Exercise requirements ▸
Rewrite the stretch from the line containing "Annotation task: mark the military" through the end of the items, replacing "military belt" with "leather belt" and leaving everything else unchanged.

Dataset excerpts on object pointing
· · ·
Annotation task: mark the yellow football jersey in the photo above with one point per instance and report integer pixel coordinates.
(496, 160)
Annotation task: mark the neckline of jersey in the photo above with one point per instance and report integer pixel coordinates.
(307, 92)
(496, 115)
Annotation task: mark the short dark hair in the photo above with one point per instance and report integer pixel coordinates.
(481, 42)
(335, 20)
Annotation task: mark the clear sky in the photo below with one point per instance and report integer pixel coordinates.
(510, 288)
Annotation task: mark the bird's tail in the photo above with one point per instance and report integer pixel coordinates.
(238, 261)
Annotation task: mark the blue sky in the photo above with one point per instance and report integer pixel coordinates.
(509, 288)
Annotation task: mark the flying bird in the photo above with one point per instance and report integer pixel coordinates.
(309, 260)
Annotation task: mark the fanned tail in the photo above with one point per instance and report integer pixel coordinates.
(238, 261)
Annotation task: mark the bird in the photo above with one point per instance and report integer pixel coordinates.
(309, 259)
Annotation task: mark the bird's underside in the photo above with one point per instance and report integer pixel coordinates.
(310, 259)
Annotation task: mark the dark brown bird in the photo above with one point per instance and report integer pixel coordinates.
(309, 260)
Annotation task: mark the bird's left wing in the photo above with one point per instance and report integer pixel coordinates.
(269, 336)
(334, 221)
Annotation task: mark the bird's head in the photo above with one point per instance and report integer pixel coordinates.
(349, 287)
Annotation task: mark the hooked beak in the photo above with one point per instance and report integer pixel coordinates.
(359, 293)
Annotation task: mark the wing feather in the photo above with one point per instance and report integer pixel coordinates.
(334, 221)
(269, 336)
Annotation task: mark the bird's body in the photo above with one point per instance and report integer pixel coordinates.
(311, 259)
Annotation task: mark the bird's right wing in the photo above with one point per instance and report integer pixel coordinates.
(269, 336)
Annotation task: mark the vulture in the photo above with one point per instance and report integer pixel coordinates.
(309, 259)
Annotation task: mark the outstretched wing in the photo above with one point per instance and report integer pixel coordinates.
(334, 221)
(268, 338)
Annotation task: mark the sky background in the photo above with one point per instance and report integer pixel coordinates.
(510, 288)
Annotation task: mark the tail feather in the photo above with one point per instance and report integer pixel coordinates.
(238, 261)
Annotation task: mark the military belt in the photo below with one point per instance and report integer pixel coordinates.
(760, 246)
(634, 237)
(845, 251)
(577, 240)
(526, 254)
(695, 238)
· · ·
Answer ▸
Annotation task: mark the leather belt in the photo below with one point per instance and report integer pixel coordinates.
(760, 246)
(634, 237)
(845, 251)
(577, 240)
(526, 254)
(695, 238)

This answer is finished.